> ÜBUNGSAUFGABEN:
**a)** Ändern Sie im Textauszug den Abschnitt, der mit "Vertragspsychotherapeutische Versorgung. Psychologischer" beginnt und bis "Psychotherapie-Vereinbarungen anerkannt war." reicht, indem Sie "Institution" durch "Einrichtung" ersetzen.
**b)** Bis zu welchem Datum galten laut Textauszug die Anforderungen, denen die Weiterbildung nach Form und Inhalt genügt haben muss?
**c)** Prüfen Sie, ob die folgenden Aussagen mit dem Textauszug übereinstimmen:
(i) Der Nachweis kann auch durch Zeugenaussagen geführt werden.
(ii) Der Fachkundenachweis setzt voraus, dass die KÄBV die Ausbildungsinstitution anerkannt hat.
(iii) Lässt sich der Nachweis nicht mehr führen, trägt derjenige die Folgen, der daraus eine positive Rechtsfolge für sich herleiten will.

> TEXTAUSZUG:
Entscheidungsstichwort (Thema)
Vertragspsychotherapeutische Versorgung. Psychologischer Psychotherapeut. Fachkundenachweis. Aus- und Weiterbildung an nicht durch KÄBV anerkannter Institution. Anforderungen an Nachweis. Beweismittel
Orientierungssatz
1. Ein Psychologischer Psychotherapeut, der seine Aus- bzw Weiterbildung in einem Richtlinienverfahren absolviert hat, kann den Fachkundenachweis auch dann führen, wenn die Institution, an der er aus- bzw weitergebildet worden ist, nicht von der KÄBV auf der Grundlage des § 3 Abs 2 der Psychotherapie-Vereinbarungen anerkannt war.
2. Der Nachweis setzt voraus, dass die Weiterbildung der Form und dem Inhalt nach den Anforderungen genügt hat, die bis zum 31.12.1998 an eine den Kriterien der Psychotherapie-Vereinbarung entsprechende Ausbildung zu stellen waren. Dieser Nachweis kann mit allen zur Verfügung stehenden Beweismitteln, also sowohl mit Urkunden über die Struktur der damaligen Ausbildung sowie mit Aussagen von Zeugen über Ausbildungsgang und Ausbildungsinhalte, geführt werden. Lässt sich der Qualifikationsnachweis - insbesondere im Hinblick auf die inzwischen verstrichene Zeit - nicht mehr führen, geht das nach allgemeinen verfahrensrechtlichen Grundsätzen zu Lasten dessen, der aus dem erfolgreich geführten Fachkundenachweis eine positive Rechtsfolge für sich herleiten will.

> VORGEGEBENE DATEN:

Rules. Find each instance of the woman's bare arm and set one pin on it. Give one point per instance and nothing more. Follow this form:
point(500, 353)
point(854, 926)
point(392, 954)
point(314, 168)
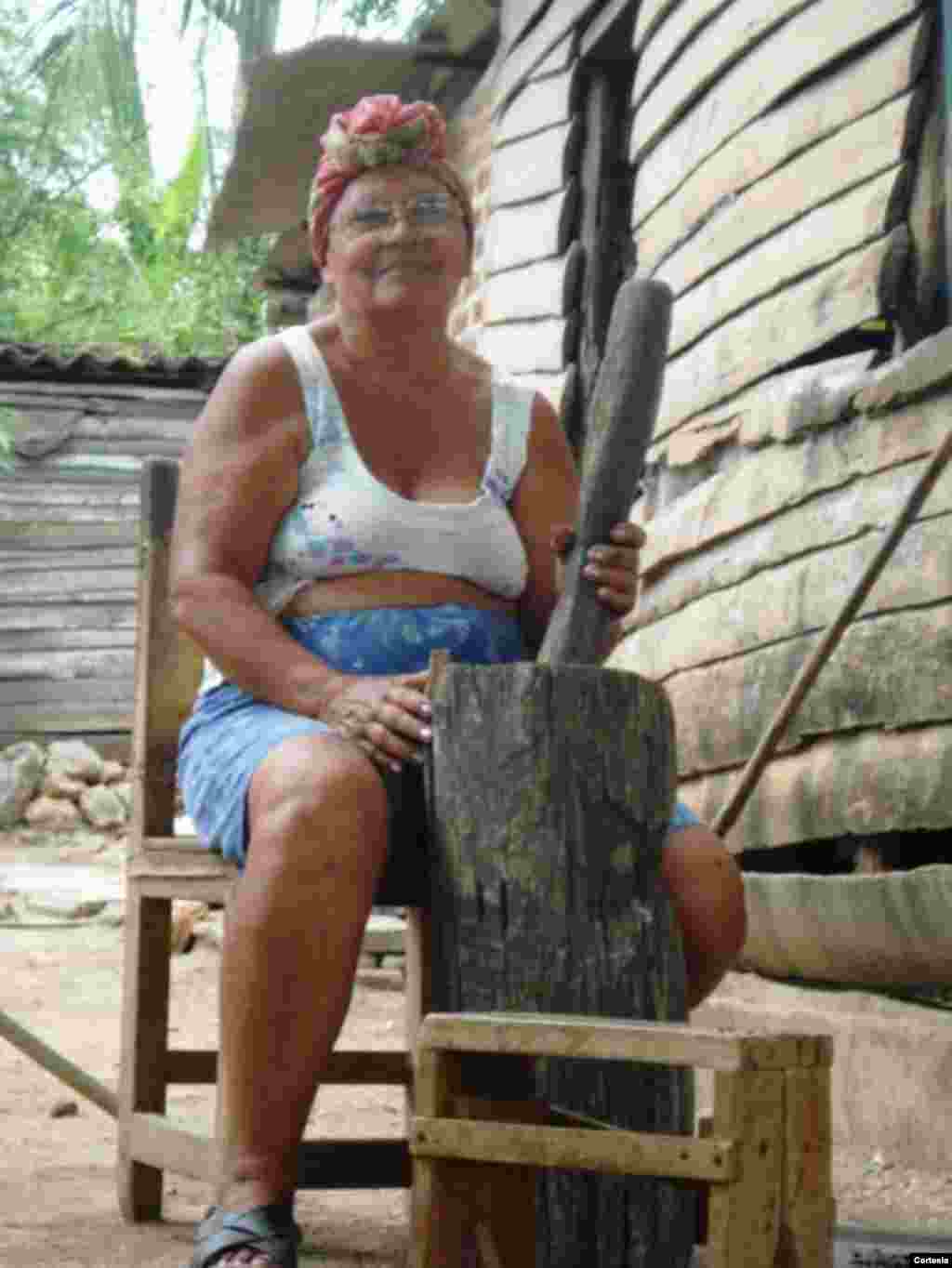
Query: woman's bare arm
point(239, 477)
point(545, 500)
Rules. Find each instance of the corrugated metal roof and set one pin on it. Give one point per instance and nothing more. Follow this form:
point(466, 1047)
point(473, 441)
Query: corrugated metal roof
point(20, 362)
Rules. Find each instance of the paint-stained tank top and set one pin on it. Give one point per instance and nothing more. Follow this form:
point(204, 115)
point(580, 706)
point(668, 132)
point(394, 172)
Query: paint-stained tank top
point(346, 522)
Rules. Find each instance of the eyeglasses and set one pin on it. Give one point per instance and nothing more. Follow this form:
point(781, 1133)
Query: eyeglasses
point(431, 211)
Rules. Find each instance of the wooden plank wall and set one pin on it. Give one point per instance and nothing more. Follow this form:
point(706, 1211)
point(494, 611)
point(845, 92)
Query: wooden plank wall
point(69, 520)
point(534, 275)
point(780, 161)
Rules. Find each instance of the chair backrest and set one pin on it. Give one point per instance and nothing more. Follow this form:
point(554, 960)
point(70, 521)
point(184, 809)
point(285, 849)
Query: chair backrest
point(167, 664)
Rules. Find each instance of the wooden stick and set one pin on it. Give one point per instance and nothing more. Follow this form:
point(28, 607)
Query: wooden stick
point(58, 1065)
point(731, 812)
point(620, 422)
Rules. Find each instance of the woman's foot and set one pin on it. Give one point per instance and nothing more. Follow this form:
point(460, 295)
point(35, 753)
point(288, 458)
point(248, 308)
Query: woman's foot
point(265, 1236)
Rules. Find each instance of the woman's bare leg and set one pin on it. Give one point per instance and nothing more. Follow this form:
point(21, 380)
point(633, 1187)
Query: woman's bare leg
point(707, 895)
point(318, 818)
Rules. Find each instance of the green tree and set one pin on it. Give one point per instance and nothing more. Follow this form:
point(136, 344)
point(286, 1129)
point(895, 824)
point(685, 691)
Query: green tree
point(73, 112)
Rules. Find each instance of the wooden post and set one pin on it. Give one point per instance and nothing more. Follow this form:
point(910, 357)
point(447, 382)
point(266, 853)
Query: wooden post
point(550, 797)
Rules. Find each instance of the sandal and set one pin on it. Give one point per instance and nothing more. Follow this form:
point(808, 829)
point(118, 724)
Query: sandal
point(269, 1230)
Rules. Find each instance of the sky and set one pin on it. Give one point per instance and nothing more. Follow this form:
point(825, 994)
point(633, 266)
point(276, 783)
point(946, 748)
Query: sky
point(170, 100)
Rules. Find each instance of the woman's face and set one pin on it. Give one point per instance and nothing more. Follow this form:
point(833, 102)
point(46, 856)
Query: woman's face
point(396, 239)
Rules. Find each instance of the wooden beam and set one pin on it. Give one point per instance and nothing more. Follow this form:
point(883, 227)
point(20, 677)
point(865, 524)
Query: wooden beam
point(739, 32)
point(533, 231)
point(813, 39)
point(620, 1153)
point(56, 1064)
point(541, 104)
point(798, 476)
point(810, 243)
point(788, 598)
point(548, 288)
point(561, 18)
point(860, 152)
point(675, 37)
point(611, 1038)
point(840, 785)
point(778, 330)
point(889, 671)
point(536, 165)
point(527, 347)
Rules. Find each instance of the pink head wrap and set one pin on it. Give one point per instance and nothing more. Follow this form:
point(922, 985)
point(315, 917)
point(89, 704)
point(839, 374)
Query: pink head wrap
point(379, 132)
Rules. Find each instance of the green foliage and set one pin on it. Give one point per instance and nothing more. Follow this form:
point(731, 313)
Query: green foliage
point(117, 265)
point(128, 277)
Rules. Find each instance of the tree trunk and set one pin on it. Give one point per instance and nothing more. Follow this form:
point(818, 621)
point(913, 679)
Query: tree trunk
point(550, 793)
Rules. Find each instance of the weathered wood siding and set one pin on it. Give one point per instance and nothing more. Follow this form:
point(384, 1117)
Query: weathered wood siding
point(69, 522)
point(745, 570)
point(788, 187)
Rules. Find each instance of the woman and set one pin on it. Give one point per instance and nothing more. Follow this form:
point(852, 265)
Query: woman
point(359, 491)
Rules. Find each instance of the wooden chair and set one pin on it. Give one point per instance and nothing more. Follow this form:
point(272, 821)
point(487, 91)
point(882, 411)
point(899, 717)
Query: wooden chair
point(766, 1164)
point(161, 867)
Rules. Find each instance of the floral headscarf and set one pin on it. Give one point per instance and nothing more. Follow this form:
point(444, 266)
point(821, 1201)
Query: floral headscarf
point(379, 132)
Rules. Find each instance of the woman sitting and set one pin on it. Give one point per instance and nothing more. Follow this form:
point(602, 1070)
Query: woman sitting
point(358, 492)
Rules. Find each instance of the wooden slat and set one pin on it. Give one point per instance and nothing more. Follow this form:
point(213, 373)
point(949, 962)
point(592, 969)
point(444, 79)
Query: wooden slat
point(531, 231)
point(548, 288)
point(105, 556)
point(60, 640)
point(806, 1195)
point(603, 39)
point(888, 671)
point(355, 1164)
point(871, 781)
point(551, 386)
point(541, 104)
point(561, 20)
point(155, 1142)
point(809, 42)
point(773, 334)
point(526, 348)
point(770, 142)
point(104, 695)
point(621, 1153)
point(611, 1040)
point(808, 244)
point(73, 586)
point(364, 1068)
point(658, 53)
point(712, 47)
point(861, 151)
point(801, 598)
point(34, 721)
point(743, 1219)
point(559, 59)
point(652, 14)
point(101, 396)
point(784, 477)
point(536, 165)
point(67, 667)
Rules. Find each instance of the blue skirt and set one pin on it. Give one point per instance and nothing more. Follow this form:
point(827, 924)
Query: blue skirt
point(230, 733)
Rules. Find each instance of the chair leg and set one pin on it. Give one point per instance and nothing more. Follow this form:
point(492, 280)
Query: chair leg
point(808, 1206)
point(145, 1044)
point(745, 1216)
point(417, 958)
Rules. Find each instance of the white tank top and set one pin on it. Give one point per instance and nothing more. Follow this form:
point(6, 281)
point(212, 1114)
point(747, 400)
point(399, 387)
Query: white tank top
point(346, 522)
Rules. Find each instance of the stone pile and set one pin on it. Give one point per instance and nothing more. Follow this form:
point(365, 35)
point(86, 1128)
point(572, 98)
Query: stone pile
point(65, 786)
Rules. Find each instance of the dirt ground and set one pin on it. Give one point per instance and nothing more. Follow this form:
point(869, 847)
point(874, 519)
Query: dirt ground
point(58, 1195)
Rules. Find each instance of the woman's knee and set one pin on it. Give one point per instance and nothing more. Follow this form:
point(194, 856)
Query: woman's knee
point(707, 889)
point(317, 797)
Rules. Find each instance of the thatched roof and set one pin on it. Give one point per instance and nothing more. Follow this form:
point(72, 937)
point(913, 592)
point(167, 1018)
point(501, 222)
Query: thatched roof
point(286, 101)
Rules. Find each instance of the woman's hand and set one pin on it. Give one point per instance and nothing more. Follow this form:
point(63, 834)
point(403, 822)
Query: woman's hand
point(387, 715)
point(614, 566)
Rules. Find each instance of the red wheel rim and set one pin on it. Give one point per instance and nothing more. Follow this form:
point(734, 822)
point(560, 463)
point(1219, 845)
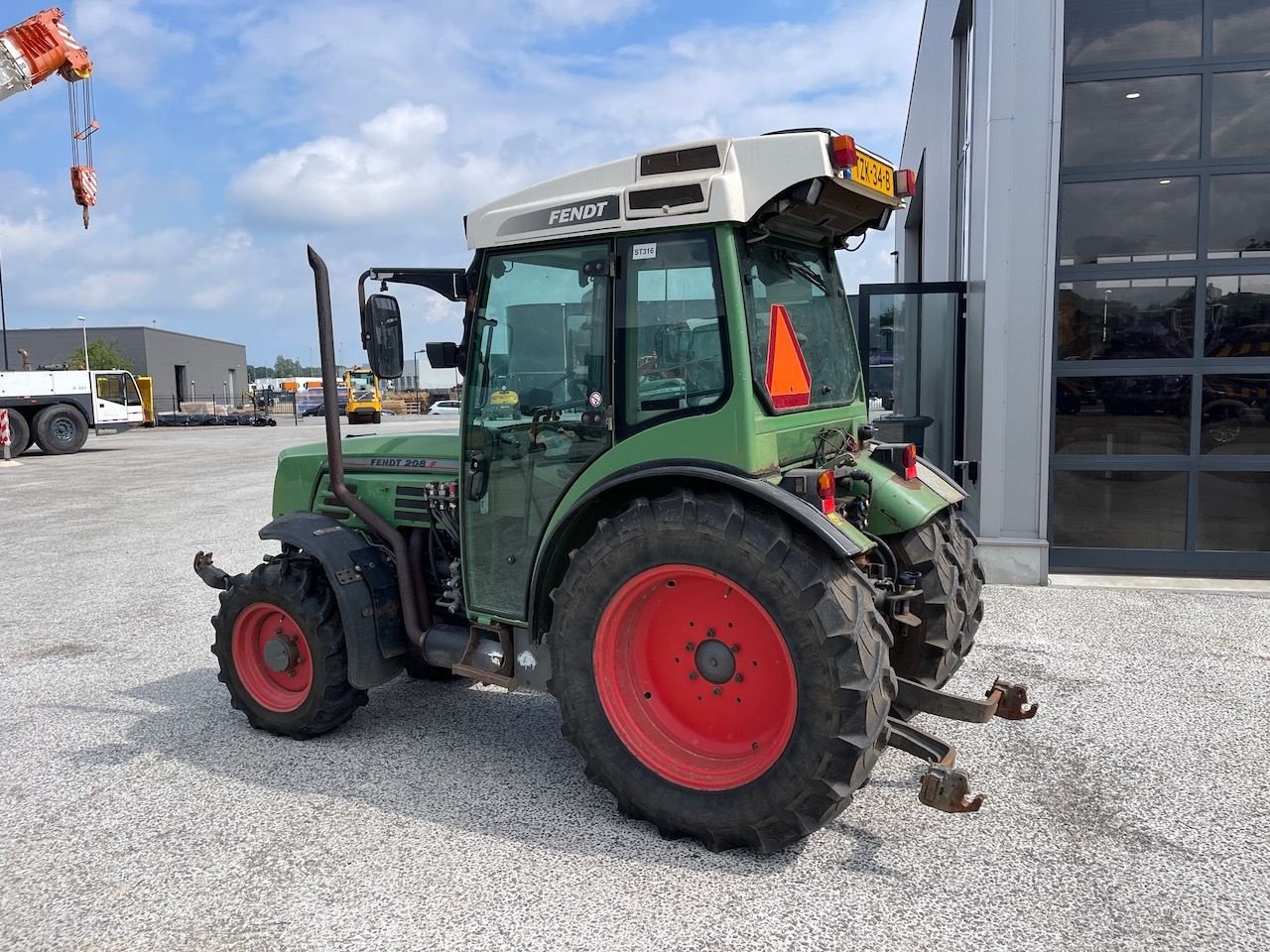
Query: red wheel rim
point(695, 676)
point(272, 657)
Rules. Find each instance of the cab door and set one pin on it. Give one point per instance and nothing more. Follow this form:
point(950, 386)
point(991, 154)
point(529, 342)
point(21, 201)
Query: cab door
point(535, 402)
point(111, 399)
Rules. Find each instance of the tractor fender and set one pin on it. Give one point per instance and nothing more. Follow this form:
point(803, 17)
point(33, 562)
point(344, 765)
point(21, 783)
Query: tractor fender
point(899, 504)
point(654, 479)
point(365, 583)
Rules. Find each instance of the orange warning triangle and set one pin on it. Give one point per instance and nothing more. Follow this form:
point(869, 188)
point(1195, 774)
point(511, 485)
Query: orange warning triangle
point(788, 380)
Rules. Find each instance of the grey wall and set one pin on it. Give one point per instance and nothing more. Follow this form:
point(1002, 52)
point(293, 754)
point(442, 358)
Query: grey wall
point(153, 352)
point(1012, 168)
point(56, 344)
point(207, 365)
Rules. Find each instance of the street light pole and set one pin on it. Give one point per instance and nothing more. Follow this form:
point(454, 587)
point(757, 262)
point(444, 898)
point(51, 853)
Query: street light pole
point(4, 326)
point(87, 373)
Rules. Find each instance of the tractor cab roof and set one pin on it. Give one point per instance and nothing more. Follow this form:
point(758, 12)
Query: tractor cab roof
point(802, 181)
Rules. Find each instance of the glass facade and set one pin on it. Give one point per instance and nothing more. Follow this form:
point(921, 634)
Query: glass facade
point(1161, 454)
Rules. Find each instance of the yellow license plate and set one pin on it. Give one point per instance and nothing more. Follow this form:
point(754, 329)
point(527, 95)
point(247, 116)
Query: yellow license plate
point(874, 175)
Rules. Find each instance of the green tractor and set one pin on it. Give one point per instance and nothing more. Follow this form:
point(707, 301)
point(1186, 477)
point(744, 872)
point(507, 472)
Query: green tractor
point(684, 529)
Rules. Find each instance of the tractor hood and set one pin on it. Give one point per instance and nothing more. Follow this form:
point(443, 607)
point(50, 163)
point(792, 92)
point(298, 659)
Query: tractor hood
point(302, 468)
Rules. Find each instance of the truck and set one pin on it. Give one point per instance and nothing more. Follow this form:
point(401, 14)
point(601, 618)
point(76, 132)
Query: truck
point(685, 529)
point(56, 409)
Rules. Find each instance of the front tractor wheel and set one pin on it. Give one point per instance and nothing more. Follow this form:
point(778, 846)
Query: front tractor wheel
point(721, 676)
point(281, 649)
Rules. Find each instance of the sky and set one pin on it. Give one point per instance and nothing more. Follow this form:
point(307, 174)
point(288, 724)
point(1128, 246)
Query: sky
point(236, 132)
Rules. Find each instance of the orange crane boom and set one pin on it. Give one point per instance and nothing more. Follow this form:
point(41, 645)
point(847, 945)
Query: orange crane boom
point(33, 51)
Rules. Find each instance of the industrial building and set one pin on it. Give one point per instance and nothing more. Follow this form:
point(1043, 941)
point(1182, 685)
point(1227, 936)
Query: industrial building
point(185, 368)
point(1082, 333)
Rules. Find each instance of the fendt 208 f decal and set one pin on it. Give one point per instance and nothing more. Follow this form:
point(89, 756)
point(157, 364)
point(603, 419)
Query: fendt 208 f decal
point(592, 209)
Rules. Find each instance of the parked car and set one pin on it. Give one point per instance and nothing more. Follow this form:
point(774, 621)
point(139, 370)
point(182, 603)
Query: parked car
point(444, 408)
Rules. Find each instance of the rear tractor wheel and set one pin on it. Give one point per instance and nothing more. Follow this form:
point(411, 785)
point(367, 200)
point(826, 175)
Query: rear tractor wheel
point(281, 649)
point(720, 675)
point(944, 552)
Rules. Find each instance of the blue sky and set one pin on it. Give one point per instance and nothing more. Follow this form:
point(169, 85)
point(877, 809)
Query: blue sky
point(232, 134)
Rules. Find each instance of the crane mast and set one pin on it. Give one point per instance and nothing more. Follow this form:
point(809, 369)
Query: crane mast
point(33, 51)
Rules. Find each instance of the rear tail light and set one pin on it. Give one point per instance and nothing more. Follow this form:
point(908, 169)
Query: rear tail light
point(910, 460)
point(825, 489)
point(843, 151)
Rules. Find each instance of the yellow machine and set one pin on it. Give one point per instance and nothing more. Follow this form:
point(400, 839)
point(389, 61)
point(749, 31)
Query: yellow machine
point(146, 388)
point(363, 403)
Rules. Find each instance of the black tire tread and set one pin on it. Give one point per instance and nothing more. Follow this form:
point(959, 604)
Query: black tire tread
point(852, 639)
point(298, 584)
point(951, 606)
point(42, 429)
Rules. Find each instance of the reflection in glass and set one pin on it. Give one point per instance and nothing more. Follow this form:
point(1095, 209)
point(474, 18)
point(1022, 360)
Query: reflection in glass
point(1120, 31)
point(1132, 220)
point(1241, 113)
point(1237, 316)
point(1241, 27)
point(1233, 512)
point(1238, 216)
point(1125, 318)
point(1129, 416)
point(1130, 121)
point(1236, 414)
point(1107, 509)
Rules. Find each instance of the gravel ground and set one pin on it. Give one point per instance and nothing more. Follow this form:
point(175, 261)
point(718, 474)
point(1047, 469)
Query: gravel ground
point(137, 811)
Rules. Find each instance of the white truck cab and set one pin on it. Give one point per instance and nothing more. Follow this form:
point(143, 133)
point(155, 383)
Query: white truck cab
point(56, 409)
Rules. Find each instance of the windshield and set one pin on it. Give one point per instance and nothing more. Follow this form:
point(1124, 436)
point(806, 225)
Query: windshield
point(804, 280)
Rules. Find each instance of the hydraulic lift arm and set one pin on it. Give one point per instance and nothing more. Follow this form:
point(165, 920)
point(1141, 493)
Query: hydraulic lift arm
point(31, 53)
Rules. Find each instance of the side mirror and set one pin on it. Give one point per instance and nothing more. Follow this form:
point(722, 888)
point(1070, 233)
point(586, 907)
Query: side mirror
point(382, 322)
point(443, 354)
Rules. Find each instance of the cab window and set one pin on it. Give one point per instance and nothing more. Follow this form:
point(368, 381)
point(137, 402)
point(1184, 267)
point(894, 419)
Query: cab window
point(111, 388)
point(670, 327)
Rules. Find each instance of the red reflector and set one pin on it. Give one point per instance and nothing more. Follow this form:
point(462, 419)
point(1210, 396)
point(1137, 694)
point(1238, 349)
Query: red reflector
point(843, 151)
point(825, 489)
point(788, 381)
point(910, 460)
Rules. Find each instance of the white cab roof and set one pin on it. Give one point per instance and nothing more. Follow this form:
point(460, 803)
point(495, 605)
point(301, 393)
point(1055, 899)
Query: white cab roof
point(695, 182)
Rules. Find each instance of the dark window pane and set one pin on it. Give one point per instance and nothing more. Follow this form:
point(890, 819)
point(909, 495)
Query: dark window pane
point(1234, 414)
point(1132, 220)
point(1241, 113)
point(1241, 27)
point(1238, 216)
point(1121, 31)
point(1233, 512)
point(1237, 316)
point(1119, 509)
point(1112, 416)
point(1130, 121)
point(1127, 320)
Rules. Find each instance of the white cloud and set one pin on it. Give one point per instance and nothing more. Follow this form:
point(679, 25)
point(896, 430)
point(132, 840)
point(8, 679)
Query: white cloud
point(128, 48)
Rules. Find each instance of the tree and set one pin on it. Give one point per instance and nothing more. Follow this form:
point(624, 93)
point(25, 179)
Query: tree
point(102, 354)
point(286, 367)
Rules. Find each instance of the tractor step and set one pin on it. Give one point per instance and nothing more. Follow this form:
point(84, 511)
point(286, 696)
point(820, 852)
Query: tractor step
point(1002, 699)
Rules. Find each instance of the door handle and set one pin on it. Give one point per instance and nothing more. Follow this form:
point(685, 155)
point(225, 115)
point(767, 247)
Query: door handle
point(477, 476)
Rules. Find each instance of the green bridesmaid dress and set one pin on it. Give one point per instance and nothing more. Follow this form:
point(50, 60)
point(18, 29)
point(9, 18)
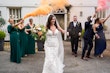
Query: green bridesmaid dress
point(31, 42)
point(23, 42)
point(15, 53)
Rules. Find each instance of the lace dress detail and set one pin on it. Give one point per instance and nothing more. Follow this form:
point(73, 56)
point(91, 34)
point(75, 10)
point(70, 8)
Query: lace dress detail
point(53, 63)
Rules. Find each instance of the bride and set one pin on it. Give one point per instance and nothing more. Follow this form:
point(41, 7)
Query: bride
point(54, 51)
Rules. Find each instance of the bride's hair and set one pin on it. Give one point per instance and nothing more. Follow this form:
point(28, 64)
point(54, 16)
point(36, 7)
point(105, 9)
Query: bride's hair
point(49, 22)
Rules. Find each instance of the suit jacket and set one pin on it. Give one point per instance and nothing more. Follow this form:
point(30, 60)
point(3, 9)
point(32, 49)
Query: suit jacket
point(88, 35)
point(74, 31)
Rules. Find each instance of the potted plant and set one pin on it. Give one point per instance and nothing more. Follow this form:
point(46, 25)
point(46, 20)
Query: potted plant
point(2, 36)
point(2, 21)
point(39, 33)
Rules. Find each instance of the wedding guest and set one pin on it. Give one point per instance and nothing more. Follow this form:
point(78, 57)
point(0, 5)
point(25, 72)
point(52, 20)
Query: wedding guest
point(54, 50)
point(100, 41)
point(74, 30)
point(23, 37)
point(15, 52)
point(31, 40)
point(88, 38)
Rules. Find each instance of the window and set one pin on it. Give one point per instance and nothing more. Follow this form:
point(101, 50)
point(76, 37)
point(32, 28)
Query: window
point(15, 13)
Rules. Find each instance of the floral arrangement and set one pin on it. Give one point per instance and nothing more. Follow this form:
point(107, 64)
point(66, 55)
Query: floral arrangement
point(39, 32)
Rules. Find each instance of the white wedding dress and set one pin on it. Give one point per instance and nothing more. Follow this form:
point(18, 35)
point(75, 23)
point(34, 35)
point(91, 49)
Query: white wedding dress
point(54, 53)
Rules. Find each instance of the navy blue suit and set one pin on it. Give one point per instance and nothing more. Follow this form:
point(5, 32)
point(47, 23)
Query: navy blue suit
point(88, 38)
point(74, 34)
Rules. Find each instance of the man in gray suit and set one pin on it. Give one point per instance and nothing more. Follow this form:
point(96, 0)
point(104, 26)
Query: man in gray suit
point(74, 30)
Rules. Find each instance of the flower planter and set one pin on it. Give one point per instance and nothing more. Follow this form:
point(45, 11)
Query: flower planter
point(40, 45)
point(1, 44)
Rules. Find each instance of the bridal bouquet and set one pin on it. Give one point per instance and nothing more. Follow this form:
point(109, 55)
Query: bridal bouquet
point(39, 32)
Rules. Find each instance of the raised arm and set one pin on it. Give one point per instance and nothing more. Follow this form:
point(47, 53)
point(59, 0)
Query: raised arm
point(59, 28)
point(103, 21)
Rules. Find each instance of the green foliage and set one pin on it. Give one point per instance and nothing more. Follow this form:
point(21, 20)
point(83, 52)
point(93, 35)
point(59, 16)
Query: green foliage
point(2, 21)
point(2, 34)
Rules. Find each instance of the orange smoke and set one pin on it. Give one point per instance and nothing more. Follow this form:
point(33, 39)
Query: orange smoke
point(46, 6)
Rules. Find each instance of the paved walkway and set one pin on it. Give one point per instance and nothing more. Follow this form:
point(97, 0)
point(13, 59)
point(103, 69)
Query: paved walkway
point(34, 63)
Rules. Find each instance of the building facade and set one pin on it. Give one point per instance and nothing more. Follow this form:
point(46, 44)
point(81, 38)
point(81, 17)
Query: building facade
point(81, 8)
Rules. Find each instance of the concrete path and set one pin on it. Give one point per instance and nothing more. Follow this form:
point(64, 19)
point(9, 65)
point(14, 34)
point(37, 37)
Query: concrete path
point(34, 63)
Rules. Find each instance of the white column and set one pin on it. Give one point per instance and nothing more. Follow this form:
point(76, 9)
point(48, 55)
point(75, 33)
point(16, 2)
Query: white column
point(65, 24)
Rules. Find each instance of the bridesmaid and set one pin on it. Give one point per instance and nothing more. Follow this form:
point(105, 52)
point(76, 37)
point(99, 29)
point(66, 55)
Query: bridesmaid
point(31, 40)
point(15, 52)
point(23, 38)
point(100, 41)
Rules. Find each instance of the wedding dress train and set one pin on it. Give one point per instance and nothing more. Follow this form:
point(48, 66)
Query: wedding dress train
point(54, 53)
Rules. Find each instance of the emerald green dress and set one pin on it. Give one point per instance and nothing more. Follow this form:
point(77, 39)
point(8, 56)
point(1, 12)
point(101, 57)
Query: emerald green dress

> LÖSUNGEN:
**a)**
Vertragspsychotherapeutische Versorgung. Psychologischer Psychotherapeut. Fachkundenachweis. Aus- und Weiterbildung an nicht durch KÄBV anerkannter Einrichtung. Anforderungen an Nachweis. Beweismittel
Orientierungssatz
1. Ein Psychologischer Psychotherapeut, der seine Aus- bzw Weiterbildung in einem Richtlinienverfahren absolviert hat, kann den Fachkundenachweis auch dann führen, wenn die Einrichtung, an der er aus- bzw weitergebildet worden ist, nicht von der KÄBV auf der Grundlage des § 3 Abs 2 der Psychotherapie-Vereinbarungen anerkannt war.

**b)** Bis zum 31.12.1998.

**c)**
(i) Ja: „sowie mit Aussagen von Zeugen über Ausbildungsgang und Ausbildungsinhalte“
(ii) Nein: „kann den Fachkundenachweis auch dann führen, wenn die Institution, an der er aus- bzw weitergebildet worden ist, nicht von der KÄBV auf der Grundlage des § 3 Abs 2 der Psychotherapie-Vereinbarungen anerkannt war“
(iii) Ja: „geht das nach allgemeinen verfahrensrechtlichen Grundsätzen zu Lasten dessen, der aus dem erfolgreich geführten Fachkundenachweis eine positive Rechtsfolge für sich herleiten will“